Together with author Monika Helfer and artist Barbara Steinitz the museum installed a children’s exhibition that accompanies the museum’s regular tour.
In short, easy to understand episodes and shadow play images, the children’s exhibition tells the story of the Jews of Hohenems from the beginning to the present, in a language accessible for 6 to 12 years old children.
With attention to the detail of life, the children’s exhibition provokes dialogue both among the kids and between generations. Thus, the museum offers a unique experience for families and school classes.
Examples from the Children’s exhibition
Clara, the daughter of Anton and Charlotte Rosenthal, loved music and wanted to become a dancer or a painter later on. Her Dad was always busy. He owned a large factory. A thousand people worked there. He had promised to watch Clara dance some time, but something always happened to get in the way. Clara sat down on the floor and painted herself as a dancer. She painted seven pictures. When her father was having his midday rest, she took all his business papers out of his briefcase, and put her pictures in there instead. That afternoon Herr Rosenthal wanted to discuss contracts with a business friend. In the evening he said to his daughter: “Clara, today I saw you dancing.“ And he winked at her.
And this is what happened next …
So this is the house that Clara Heimann-Rosenthal lived in. After the war the French occupying troops held their parties downstairs in the sitting-room. Later on a doctor had his surgery here. Children were vaccinated. After the doctor had died, the house nearly fell down. The roof had holes in it, and the rain dripped through. The garden was so overgrown that people said all that was missing were the wild animals. During the war, many things belonging to its former owner were hidden in the attic. Who knows, perhaps even the seven cushions with prints of a dancing child who wanted to please to her father … In the end Otto Amann, the burgomaster of Hohenems, decided to renovate the house and set up a museum there. It was intended as a reminder of the Jews who had lived in Hohenems.

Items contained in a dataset

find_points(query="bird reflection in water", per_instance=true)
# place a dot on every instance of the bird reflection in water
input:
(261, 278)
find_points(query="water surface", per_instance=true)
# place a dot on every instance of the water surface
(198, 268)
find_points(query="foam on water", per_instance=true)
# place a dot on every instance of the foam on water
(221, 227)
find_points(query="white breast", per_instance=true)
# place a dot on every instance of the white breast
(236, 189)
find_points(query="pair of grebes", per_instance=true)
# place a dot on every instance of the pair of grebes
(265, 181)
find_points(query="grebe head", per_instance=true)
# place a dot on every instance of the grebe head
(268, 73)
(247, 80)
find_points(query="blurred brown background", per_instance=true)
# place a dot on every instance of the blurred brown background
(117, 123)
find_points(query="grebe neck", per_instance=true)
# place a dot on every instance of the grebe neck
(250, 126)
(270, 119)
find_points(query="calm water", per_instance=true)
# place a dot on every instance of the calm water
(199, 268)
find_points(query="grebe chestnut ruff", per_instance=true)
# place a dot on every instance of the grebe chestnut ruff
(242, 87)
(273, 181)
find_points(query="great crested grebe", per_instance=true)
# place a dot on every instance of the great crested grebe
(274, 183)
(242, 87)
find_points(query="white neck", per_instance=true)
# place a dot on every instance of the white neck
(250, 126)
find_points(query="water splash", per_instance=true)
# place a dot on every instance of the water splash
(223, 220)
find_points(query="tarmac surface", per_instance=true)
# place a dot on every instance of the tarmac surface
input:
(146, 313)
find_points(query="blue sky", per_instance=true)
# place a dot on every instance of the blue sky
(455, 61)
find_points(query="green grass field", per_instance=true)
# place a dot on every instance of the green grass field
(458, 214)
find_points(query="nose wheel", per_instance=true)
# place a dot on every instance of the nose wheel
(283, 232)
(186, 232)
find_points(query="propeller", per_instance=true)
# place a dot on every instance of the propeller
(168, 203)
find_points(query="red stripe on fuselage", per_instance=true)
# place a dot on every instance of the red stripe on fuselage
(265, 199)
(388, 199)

...

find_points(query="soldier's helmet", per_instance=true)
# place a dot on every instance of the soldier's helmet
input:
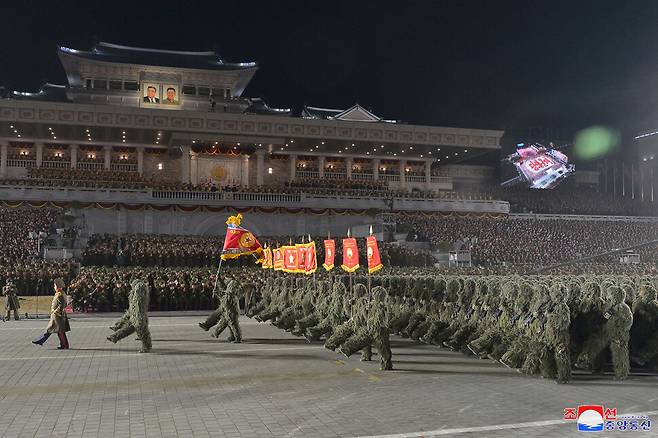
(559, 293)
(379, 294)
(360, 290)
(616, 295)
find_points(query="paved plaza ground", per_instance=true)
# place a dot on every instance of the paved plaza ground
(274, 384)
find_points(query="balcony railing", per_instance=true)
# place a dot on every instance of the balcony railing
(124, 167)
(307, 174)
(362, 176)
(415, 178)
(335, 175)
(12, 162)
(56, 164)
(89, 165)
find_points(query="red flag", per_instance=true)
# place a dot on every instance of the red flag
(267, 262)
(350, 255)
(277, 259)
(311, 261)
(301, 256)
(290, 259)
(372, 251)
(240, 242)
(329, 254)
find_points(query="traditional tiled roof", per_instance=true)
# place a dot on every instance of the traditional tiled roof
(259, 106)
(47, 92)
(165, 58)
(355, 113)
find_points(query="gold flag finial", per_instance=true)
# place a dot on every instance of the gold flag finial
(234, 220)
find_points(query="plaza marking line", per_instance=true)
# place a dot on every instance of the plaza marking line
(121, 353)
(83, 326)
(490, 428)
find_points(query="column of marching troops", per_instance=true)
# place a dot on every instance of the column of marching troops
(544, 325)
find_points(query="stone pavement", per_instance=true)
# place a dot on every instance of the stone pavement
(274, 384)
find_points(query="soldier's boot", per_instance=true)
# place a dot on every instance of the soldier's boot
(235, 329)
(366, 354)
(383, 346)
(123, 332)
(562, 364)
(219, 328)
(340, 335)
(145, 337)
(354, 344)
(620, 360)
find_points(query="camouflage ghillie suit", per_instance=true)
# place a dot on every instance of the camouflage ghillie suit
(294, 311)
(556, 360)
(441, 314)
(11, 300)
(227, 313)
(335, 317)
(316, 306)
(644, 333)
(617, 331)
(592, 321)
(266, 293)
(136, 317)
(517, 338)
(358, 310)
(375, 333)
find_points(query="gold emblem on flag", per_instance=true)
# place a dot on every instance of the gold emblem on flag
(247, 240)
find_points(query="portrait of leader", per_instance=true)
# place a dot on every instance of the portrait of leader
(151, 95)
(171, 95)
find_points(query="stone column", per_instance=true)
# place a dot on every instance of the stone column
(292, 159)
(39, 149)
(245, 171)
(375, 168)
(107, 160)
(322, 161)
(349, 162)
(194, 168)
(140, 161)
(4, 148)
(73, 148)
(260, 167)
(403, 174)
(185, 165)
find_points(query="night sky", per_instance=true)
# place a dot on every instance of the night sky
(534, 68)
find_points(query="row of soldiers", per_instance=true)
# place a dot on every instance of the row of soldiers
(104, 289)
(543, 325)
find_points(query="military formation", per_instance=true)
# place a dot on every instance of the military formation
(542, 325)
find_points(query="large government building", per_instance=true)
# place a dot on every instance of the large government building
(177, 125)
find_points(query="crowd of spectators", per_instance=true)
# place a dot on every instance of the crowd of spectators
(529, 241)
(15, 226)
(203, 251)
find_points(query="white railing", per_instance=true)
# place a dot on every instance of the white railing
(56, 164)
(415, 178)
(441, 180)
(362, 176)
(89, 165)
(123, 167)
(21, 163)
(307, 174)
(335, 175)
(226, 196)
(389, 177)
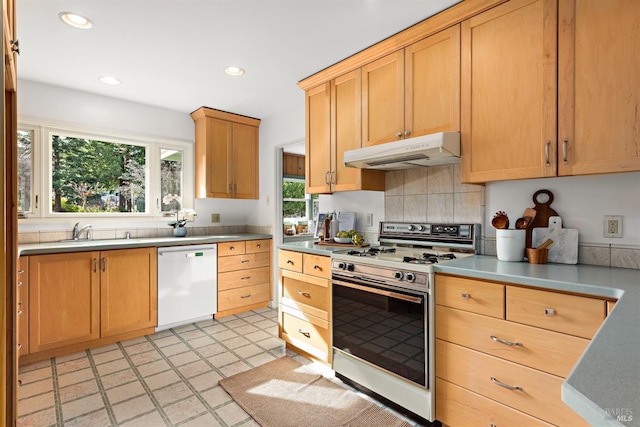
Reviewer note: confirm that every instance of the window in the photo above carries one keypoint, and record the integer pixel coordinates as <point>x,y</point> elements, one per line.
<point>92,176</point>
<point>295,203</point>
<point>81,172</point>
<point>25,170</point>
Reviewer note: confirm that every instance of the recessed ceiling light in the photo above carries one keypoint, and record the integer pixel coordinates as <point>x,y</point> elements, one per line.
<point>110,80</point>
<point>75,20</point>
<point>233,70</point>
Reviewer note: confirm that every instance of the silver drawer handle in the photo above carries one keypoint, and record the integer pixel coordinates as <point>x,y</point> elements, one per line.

---

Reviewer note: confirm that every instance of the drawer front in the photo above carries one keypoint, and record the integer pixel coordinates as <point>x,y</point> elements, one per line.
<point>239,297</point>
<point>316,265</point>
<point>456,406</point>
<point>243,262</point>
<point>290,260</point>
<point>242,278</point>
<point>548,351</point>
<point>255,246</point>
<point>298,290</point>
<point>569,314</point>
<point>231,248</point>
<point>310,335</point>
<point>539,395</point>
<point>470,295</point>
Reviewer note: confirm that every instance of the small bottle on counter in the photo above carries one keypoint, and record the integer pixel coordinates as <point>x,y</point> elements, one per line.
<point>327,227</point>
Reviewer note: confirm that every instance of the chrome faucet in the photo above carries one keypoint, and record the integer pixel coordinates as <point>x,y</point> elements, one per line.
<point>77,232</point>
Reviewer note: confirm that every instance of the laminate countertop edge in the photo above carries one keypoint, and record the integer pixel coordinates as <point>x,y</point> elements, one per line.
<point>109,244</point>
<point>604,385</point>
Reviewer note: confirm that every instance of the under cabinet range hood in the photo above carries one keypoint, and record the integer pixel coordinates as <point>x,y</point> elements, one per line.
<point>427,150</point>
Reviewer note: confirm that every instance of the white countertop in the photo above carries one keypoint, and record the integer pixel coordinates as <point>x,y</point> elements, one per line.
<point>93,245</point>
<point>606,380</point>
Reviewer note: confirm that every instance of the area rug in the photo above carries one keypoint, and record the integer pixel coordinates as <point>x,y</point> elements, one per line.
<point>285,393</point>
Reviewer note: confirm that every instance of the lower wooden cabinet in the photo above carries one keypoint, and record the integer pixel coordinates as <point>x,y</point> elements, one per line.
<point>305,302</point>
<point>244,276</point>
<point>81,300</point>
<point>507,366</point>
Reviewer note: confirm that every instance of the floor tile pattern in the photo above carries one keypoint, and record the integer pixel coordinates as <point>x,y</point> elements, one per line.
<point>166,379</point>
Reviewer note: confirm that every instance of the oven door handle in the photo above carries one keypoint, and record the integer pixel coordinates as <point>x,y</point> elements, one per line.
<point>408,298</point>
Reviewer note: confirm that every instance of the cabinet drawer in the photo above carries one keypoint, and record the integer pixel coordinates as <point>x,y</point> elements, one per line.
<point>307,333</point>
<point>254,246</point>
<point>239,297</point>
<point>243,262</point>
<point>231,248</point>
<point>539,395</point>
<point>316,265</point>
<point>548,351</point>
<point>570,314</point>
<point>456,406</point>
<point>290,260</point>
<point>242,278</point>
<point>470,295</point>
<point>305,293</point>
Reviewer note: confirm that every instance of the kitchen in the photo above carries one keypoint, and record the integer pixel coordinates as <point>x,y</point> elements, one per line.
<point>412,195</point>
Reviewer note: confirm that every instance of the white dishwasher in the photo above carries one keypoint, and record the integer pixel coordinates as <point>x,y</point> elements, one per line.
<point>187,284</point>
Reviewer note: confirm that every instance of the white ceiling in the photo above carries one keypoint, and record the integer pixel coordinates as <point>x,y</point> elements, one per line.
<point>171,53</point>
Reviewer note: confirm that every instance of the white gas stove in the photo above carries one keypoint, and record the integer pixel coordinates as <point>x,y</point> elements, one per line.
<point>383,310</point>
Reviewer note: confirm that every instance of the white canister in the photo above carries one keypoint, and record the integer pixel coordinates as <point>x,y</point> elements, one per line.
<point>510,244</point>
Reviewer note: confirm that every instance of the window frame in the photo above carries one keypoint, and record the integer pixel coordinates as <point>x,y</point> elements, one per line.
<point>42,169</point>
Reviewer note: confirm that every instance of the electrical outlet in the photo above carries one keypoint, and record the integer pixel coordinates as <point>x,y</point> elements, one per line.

§ WHAT THIS TASK INVOLVES
According to the text about the children's exhibition, what age range of children is its language meant for?

§ YOUR RESPONSE
Children from 6 to 12 years old.